§ Instructions to follow
Work through the entries below and show every line in which "negative" is found.

§ The data
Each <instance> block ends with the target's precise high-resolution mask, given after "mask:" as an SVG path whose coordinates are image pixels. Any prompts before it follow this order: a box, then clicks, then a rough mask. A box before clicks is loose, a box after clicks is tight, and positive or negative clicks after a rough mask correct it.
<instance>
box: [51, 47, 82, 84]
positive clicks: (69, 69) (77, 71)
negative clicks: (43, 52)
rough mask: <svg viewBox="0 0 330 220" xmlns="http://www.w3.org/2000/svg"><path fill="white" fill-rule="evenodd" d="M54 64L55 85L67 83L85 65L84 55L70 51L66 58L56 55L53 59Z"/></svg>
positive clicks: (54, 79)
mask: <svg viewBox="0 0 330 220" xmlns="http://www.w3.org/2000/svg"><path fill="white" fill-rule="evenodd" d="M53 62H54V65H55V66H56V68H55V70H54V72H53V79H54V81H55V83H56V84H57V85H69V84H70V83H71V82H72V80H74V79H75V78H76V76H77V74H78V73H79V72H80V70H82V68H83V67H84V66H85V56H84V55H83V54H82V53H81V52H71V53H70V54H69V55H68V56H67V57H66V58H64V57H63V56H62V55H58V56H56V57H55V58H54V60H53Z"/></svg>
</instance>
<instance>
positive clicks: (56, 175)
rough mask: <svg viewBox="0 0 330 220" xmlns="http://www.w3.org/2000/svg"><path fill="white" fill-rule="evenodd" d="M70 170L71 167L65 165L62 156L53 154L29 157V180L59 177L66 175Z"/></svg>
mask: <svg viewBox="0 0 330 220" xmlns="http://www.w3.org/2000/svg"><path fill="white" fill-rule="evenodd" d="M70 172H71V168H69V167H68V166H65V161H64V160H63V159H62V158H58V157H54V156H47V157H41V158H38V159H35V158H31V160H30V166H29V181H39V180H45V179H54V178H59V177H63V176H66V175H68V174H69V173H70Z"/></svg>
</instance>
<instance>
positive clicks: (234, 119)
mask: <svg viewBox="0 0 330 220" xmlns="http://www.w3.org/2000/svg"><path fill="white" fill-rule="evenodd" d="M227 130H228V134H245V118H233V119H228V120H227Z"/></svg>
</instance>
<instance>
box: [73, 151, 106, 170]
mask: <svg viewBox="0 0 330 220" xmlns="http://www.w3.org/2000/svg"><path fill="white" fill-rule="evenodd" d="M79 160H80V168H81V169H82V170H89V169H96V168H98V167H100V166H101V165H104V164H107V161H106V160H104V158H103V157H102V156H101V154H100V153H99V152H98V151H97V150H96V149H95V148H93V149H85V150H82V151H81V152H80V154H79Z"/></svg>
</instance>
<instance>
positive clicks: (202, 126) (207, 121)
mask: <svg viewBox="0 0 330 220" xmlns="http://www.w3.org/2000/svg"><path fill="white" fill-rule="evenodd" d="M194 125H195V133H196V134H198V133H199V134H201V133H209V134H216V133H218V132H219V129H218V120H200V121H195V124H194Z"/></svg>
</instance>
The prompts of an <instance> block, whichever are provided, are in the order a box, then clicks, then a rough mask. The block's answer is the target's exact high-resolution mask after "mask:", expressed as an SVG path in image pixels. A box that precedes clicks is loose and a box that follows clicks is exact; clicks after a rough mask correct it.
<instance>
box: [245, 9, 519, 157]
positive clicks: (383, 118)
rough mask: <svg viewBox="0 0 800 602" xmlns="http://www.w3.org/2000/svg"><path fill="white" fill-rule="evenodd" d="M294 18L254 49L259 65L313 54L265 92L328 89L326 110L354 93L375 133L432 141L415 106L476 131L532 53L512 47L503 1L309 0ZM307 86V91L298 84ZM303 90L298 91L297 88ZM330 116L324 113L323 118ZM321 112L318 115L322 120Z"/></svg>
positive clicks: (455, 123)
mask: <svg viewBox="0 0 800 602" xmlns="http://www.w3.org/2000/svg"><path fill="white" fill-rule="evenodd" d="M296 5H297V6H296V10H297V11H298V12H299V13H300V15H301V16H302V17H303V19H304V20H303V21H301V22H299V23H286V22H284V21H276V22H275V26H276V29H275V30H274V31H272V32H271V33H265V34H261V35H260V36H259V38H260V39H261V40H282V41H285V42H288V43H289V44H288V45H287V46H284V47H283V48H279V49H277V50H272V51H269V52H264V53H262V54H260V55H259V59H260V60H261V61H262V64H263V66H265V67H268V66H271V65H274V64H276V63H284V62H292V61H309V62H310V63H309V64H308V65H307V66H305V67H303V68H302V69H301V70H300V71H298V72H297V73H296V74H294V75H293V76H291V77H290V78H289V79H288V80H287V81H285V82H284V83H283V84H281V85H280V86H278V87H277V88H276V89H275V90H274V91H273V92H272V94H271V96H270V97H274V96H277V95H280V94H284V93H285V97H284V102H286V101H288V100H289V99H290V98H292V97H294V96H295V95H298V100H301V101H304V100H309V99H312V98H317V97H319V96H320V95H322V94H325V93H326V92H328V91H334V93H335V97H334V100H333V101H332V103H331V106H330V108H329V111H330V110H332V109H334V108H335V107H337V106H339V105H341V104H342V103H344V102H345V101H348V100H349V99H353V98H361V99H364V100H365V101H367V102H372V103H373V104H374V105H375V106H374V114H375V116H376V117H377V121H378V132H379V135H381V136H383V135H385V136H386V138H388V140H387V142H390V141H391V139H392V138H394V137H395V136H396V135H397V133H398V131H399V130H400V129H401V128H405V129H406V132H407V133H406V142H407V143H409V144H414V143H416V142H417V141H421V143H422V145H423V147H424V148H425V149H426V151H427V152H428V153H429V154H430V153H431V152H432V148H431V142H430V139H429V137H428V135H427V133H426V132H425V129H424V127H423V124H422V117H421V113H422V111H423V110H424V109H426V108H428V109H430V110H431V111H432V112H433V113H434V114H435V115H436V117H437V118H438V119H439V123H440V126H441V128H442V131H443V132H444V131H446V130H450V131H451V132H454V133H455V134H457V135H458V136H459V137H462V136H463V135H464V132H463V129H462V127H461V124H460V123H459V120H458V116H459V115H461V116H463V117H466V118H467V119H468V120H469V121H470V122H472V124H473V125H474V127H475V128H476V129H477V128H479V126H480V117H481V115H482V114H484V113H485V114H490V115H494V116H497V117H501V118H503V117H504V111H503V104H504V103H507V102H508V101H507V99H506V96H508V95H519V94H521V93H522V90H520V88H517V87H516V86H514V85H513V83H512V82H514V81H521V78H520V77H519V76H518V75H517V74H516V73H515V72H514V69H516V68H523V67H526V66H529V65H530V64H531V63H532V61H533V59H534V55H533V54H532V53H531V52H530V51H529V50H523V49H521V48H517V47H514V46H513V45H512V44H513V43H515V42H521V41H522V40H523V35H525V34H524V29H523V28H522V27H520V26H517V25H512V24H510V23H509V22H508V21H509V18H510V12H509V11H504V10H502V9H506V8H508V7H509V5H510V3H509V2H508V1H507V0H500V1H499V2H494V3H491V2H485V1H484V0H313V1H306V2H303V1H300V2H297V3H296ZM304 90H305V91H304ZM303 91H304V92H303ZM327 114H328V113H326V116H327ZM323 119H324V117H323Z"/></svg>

§ Completed task
Each <instance> block ends with the target's precise high-resolution mask, given after "mask:" as an SVG path whose coordinates are image pixels. Any prompts before it follow this order: a box, then clicks, then a rough mask. A box before clicks is loose, a box after clicks is tight, and positive or negative clicks after a rough mask correct it.
negative clicks: (43, 52)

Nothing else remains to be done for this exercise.